## OBJECTIVE
Count the lines in the items below that contain the string "parking", matching case exactly, and give only that number.

## THE RECORDS

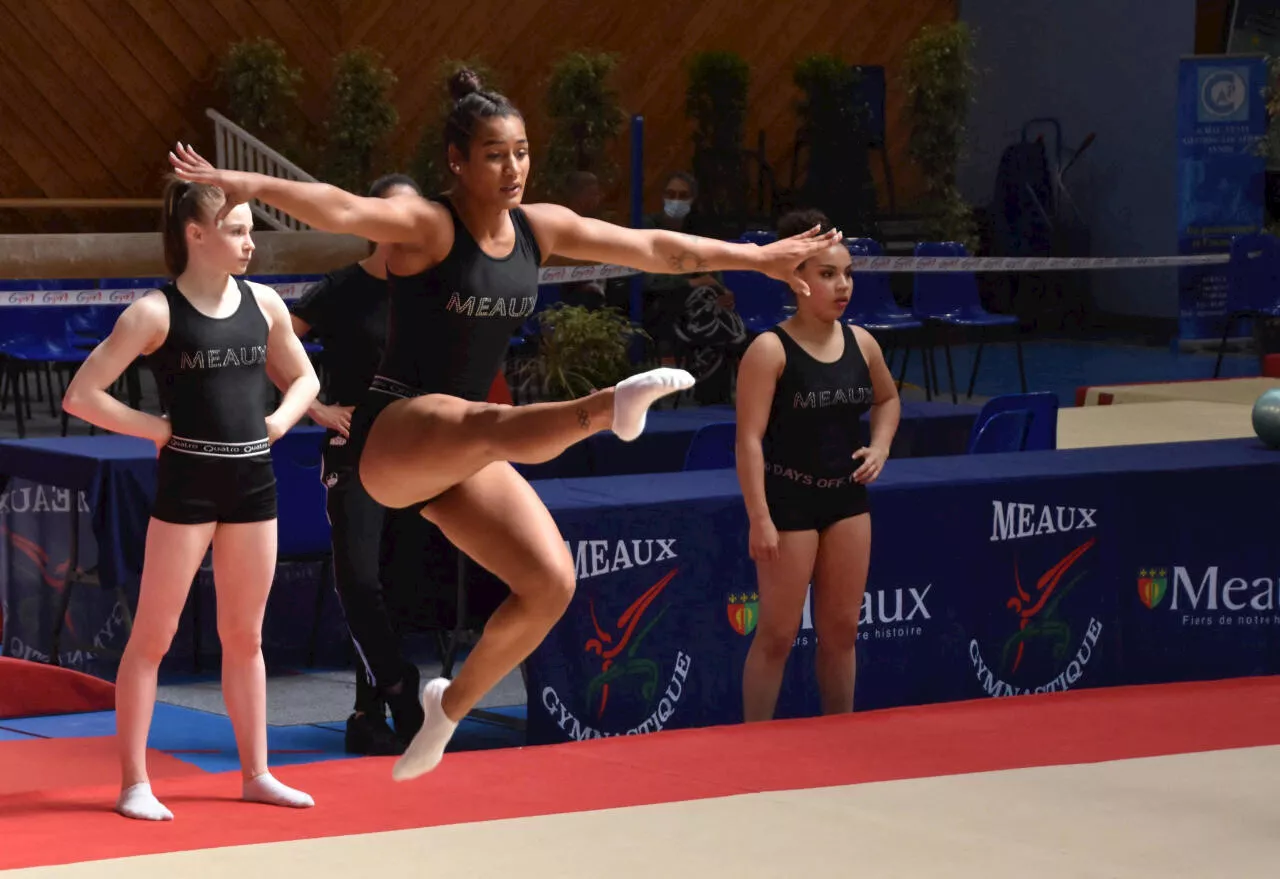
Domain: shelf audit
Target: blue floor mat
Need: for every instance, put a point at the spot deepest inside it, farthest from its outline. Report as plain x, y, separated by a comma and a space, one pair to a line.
12, 736
197, 737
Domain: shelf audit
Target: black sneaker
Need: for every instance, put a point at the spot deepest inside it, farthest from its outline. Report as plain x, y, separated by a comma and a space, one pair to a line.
406, 706
370, 736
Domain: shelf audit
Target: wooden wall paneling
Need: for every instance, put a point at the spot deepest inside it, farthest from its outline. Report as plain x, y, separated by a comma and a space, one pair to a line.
128, 77
62, 106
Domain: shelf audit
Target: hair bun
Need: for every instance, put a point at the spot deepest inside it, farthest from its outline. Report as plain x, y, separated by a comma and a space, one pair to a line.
464, 82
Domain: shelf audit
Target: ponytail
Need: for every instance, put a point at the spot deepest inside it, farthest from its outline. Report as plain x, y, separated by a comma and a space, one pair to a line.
184, 202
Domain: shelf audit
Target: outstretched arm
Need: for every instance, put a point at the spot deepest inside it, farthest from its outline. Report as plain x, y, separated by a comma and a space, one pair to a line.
137, 332
287, 365
886, 411
659, 251
397, 219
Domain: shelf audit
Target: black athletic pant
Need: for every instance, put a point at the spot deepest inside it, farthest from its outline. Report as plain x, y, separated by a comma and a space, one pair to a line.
357, 525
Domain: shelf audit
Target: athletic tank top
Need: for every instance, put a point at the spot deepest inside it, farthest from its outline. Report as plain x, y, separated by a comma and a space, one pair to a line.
211, 376
449, 325
816, 420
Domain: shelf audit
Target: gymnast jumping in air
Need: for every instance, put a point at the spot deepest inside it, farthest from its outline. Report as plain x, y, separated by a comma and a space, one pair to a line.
213, 340
464, 277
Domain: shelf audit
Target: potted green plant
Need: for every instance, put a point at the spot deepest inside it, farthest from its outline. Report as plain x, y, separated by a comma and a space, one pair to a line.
835, 127
260, 92
585, 115
579, 351
716, 101
361, 117
429, 163
940, 78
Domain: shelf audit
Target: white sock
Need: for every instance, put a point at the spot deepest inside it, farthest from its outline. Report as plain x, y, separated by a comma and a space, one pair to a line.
137, 801
632, 398
428, 746
266, 788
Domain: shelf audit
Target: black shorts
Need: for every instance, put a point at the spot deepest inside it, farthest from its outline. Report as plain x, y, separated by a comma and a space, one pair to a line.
383, 393
193, 489
814, 507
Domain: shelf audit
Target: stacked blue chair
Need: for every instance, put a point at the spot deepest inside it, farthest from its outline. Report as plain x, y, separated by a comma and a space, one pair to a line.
1253, 284
950, 300
1031, 419
874, 308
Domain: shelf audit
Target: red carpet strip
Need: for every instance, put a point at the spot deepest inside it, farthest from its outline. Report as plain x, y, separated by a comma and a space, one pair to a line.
357, 796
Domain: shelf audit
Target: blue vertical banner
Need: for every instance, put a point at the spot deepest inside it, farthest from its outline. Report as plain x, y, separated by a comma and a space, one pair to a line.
1221, 177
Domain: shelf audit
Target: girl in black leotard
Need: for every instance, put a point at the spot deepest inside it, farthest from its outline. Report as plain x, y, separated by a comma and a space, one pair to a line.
213, 340
804, 468
464, 275
347, 310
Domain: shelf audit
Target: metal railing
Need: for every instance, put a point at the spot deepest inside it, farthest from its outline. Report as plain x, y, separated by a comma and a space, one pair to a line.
238, 150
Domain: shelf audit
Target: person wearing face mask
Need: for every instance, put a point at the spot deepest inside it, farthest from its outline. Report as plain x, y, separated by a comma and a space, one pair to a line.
804, 468
691, 316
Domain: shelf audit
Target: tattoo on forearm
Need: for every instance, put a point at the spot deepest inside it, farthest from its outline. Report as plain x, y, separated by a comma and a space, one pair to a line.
685, 257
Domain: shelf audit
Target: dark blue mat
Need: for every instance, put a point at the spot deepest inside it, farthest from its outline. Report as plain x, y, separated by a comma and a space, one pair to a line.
12, 736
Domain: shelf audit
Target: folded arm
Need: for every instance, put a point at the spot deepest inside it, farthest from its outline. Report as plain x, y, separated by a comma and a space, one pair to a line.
287, 365
140, 330
661, 251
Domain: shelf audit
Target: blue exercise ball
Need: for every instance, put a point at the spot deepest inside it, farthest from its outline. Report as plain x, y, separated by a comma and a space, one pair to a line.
1266, 417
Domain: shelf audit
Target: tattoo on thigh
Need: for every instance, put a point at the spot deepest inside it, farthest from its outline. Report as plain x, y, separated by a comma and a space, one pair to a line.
688, 262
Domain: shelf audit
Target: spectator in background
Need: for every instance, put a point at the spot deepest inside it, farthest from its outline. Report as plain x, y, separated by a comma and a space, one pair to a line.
691, 317
583, 197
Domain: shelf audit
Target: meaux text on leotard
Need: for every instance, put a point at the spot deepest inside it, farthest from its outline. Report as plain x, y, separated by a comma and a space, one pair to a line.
211, 376
451, 325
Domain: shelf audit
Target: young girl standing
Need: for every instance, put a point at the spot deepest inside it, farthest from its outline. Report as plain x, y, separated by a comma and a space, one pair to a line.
211, 340
803, 388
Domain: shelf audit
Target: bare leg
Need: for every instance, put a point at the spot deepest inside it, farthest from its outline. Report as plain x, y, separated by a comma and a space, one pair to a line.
243, 570
840, 582
784, 582
497, 520
421, 447
173, 557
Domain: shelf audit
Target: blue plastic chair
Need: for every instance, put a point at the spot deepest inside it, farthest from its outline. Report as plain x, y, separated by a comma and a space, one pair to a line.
1041, 410
1004, 431
759, 300
874, 308
950, 300
714, 447
1252, 285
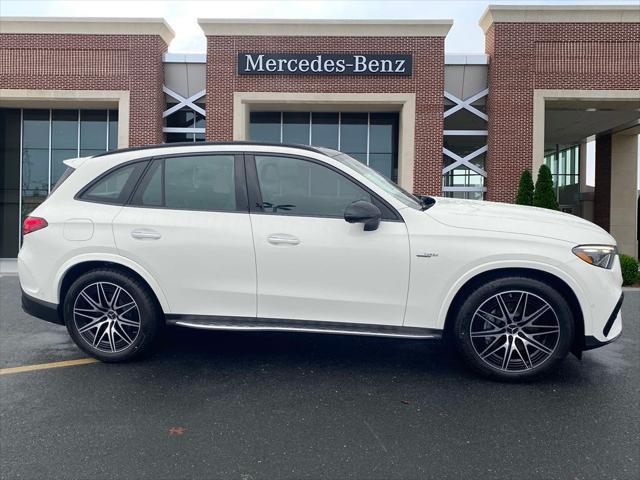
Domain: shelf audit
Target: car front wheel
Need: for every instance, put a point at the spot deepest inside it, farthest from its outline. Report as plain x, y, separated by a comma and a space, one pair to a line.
111, 315
514, 328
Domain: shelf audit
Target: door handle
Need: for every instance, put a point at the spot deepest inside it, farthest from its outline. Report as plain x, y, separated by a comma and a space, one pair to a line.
145, 234
283, 239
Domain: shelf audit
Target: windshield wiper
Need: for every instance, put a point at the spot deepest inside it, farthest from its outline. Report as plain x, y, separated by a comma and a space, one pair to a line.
426, 201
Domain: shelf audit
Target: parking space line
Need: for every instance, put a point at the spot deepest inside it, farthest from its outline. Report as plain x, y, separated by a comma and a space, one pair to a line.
45, 366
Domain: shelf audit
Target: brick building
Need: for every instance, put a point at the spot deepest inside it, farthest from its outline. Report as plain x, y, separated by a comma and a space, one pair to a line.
552, 79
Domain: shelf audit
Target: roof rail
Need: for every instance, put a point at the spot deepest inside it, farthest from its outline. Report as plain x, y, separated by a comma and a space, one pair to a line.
198, 144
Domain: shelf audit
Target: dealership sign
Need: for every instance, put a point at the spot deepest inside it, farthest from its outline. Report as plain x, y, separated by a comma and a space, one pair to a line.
323, 64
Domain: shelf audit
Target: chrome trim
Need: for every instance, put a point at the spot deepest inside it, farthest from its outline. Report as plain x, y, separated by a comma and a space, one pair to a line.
305, 327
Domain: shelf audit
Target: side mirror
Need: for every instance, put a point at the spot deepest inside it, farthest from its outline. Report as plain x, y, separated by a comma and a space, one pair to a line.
363, 212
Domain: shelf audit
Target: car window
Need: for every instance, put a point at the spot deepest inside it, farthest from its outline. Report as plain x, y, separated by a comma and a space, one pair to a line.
293, 186
198, 182
114, 187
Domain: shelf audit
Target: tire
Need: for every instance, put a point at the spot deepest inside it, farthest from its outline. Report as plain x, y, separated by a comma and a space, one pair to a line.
513, 347
111, 315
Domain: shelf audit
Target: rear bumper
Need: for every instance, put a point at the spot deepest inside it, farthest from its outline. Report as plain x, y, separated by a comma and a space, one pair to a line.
40, 309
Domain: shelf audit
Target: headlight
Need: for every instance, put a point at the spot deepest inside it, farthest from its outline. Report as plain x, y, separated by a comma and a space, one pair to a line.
597, 255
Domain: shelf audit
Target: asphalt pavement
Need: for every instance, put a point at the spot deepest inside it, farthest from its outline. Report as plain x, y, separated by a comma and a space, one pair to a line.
251, 406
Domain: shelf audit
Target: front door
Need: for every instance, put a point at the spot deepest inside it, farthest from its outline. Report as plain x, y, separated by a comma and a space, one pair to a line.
188, 225
313, 265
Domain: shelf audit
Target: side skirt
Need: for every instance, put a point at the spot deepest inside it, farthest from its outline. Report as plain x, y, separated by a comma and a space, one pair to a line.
277, 325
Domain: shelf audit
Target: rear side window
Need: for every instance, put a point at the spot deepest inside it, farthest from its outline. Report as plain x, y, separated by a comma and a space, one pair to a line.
115, 187
198, 182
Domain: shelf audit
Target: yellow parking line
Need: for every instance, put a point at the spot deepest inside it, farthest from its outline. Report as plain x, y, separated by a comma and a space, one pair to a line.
45, 366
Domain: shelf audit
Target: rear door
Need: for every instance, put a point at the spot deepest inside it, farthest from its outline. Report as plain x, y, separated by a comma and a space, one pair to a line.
188, 225
313, 265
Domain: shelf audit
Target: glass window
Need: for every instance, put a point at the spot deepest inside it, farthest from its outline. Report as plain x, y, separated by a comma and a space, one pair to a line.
35, 159
150, 192
199, 182
295, 127
291, 186
93, 132
353, 135
265, 126
64, 140
378, 179
324, 129
114, 187
371, 138
9, 181
113, 129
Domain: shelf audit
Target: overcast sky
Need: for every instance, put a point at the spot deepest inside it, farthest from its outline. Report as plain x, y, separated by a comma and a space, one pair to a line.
464, 37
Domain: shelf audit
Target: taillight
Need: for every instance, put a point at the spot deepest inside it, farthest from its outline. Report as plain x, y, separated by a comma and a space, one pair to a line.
31, 224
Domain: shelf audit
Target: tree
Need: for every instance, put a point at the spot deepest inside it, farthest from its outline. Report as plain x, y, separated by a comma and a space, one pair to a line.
544, 195
525, 189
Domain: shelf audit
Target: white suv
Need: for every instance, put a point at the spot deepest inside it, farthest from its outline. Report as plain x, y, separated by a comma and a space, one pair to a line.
246, 236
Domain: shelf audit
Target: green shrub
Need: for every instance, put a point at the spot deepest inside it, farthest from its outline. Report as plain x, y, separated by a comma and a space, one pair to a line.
525, 189
629, 266
544, 195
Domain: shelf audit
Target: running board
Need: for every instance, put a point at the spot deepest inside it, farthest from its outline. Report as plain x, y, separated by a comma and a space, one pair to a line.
276, 325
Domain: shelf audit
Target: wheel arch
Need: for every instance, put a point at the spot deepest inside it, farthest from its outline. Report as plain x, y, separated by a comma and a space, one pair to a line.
73, 269
560, 284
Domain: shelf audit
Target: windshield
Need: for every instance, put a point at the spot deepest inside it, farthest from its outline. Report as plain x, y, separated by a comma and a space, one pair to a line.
381, 181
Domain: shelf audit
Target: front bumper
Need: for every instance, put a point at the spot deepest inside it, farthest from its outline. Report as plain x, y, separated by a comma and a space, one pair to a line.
591, 342
41, 309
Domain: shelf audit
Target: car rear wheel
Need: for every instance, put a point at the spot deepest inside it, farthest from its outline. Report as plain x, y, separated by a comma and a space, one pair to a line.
514, 328
111, 315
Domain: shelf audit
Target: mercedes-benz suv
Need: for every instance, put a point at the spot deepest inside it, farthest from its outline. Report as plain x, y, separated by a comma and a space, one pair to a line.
246, 236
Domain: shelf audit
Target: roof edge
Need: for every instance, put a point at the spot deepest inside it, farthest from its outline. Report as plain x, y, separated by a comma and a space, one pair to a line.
325, 27
88, 26
558, 14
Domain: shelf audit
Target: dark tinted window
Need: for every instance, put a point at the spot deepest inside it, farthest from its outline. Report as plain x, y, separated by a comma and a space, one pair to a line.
199, 182
115, 186
292, 186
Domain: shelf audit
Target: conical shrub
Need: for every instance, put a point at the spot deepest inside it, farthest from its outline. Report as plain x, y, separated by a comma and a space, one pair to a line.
544, 195
525, 189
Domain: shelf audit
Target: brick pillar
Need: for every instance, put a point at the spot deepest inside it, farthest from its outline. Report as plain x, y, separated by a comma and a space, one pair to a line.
602, 193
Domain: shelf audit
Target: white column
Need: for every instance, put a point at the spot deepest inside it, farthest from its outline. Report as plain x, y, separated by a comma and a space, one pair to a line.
624, 192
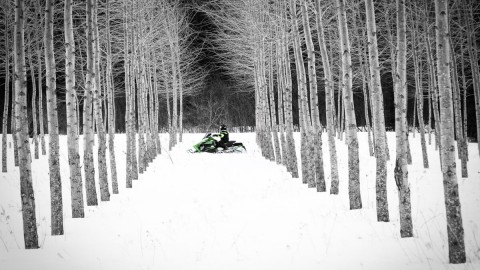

## PROBLEM SOLUTION
2